WHAT YOU ARE ASKED TO DO:
Keeping every word intact, reproduce all of the records.
====== SUPPLIED INFORMATION
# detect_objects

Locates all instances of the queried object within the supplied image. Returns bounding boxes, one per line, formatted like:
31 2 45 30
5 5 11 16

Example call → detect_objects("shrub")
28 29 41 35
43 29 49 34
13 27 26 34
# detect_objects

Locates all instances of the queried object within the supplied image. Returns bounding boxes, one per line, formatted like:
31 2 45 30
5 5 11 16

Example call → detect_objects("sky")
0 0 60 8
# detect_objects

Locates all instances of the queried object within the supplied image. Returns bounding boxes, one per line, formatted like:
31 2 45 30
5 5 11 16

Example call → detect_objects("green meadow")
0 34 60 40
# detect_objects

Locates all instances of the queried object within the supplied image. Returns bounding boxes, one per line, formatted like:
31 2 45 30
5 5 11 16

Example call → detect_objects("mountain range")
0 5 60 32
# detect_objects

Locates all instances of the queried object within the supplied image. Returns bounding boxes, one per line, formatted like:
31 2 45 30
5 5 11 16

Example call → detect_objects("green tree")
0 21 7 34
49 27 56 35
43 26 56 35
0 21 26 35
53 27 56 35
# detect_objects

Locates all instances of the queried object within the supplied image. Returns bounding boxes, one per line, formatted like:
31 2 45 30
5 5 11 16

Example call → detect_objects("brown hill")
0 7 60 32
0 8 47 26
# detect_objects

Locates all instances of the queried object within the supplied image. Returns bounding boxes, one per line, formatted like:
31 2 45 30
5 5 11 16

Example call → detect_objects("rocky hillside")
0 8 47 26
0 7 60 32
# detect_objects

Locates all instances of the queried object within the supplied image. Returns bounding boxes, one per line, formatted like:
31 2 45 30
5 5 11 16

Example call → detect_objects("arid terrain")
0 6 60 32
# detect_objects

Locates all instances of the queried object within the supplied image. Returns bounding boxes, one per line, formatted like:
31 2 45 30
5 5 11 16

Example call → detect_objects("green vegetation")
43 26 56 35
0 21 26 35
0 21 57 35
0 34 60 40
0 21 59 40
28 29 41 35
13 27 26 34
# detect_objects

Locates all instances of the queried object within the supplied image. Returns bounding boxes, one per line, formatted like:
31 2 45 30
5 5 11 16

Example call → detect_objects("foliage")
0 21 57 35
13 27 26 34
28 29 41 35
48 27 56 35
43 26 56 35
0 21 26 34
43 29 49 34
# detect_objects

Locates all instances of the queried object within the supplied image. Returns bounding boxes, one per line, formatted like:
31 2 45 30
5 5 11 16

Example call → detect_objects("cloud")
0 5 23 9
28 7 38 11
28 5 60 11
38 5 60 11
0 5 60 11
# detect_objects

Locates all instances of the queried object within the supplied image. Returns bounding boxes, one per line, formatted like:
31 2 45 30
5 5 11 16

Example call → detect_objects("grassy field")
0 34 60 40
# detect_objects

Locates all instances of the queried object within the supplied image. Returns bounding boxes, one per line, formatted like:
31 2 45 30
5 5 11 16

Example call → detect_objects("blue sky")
============
ANSWER:
# detect_objects

Locates all instances of the queried object within the supplied image. Returns bounding boxes, one per line, formatted like:
31 2 45 30
5 5 11 16

Example call → detect_objects("shrub")
28 29 41 35
43 29 49 34
13 27 26 34
# detect_objects

Locates all instances of the queried object within the supplied image. Returns bounding boxes, one per line, formatted like:
31 2 45 30
5 5 11 16

Example call → detect_objects("sky")
0 0 60 8
# detect_objects

Locates all instances of the queried object within the supplied image. Returns bounding boxes, one per line, formatted like:
31 2 45 30
5 5 11 16

Example call → detect_objects("green meadow")
0 34 60 40
# detect_objects

Locates all instances of the queried object within the supplied image. Returns bounding boxes, one per line, formatted like:
31 2 45 30
5 5 11 16

Example call → detect_objects("mountain range")
0 5 60 32
# detect_objects

Locates all instances of the queried object within the supplied image. Returns bounding boxes, one per line, formatted like:
31 2 45 30
5 5 11 16

Example call → detect_objects("green tree")
0 21 7 34
49 27 56 35
43 26 56 35
0 21 26 35
53 27 56 35
# detect_objects

Locates all instances of the queried object within the supplied image. Returns bounding boxes, one per line, formatted like:
31 2 45 30
5 5 11 16

Example call → detect_objects("brown hill")
0 7 60 32
0 8 47 26
# detect_objects

Locates all instances of the queried object within the supplied image. Returns bounding boxes, one per line, formatted like:
31 2 45 30
5 5 11 16

Example call → detect_objects("rocky hillside")
0 8 47 26
0 7 60 32
# detect_objects

Locates all instances of the queried object within the supplied image. Returns bounding boxes, one per line, formatted like:
31 2 45 30
5 5 11 16

Example call → detect_objects("arid terrain")
0 6 60 32
# detect_objects

Locates all instances of the queried object within the supplied image. Returns bounding boxes, one per line, formatted like:
31 2 45 30
5 5 11 16

Example call → detect_objects("green vegetation")
43 26 56 35
0 21 26 35
0 21 57 35
0 34 60 40
0 21 59 40
28 29 41 35
13 27 26 34
# detect_objects

Locates all instances of the queried object within the supplied image. Returns bounding boxes, one per line, formatted like:
31 2 45 30
5 5 11 16

Example call → detect_objects("foliage")
0 21 57 35
13 27 26 34
28 29 41 35
48 27 56 35
43 26 56 35
0 21 26 34
43 29 49 34
# detect_objects

Locates all instances of the queried object within the supplied image. Returns bounding boxes, one per line, formatted like:
31 2 45 30
5 5 11 16

Example call → detect_objects("cloud")
0 5 23 9
28 7 38 11
28 5 60 11
38 5 60 11
0 5 60 11
# detect_objects

Locates all instances of the queried object within the supplied image. Returns bounding boxes, one per line, formatted like:
31 2 45 30
5 5 11 16

Example call → detect_objects("grassy field")
0 34 60 40
# detect_objects

Locates all instances of the queried object within the supplied image. Returns bounding boxes, one per line, formatted like:
31 2 45 30
5 5 11 16

Example call → detect_objects("blue sky")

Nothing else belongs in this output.